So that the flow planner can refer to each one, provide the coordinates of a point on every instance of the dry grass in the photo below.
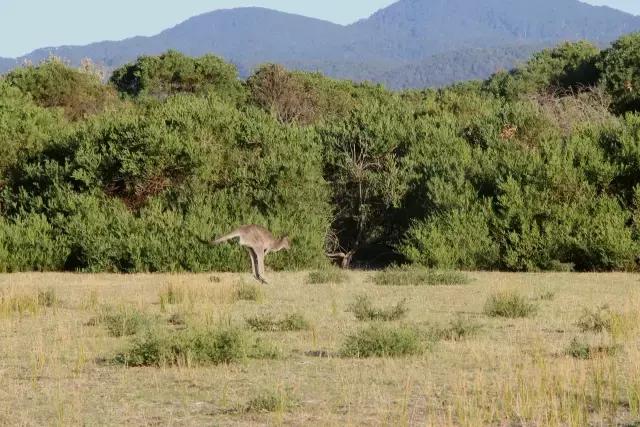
(55, 368)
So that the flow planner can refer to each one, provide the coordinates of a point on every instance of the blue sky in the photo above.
(26, 25)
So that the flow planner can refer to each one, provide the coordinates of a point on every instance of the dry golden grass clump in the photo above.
(557, 349)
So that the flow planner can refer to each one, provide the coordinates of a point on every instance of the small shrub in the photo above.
(547, 296)
(418, 277)
(248, 292)
(364, 310)
(266, 323)
(381, 341)
(193, 347)
(20, 304)
(47, 298)
(581, 350)
(458, 329)
(510, 305)
(171, 295)
(598, 320)
(177, 319)
(270, 401)
(321, 277)
(124, 321)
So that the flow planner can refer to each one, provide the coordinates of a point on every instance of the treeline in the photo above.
(534, 169)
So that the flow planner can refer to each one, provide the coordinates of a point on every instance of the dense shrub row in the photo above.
(533, 169)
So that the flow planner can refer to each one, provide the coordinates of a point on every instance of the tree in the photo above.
(620, 67)
(173, 72)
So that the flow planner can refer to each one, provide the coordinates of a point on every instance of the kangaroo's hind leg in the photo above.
(260, 259)
(254, 263)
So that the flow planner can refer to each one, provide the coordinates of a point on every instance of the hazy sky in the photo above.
(26, 25)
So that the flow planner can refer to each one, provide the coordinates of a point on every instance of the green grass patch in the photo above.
(171, 295)
(124, 321)
(248, 292)
(419, 277)
(194, 347)
(579, 349)
(383, 341)
(510, 305)
(457, 330)
(271, 401)
(320, 277)
(289, 323)
(364, 310)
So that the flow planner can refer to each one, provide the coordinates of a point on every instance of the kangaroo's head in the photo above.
(285, 243)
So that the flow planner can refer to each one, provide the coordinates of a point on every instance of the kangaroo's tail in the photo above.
(225, 238)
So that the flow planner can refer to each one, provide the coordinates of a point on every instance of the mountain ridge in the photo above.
(400, 45)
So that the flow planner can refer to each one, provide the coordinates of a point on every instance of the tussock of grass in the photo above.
(271, 401)
(383, 341)
(248, 292)
(171, 295)
(124, 321)
(603, 319)
(25, 303)
(598, 320)
(326, 276)
(547, 296)
(419, 277)
(290, 323)
(363, 309)
(509, 304)
(159, 347)
(581, 350)
(47, 298)
(458, 329)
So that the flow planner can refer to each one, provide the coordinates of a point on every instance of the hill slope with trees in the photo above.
(412, 43)
(533, 169)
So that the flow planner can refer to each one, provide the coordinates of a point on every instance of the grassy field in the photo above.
(501, 349)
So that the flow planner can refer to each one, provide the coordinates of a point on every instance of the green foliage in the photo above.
(79, 93)
(579, 349)
(599, 320)
(189, 347)
(621, 74)
(457, 329)
(289, 323)
(271, 401)
(124, 321)
(419, 277)
(528, 171)
(326, 275)
(173, 72)
(383, 341)
(510, 305)
(248, 292)
(364, 310)
(569, 66)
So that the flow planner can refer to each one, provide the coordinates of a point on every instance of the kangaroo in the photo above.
(259, 242)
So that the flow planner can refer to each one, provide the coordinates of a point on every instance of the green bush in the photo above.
(124, 321)
(383, 341)
(620, 73)
(173, 72)
(364, 310)
(510, 305)
(79, 93)
(158, 347)
(323, 276)
(289, 323)
(581, 350)
(419, 277)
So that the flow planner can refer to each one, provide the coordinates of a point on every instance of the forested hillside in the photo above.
(410, 44)
(533, 169)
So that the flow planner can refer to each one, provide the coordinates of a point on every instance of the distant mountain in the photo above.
(6, 64)
(412, 43)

## WHAT NEEDS TO BE DONE
Can you write out the data again, starting at the line that contains "mountain in the photo above." and continuing through the last line? Copy every line's wording unchanged, but scale each coordinate by 1.6 and round to whole numbers, with halves rounding up.

## EXERCISE OUTPUT
So that the flow planner can refer to each one, provide the coordinates of a point on every instance of the distant mountain in the photo above.
(10, 102)
(659, 69)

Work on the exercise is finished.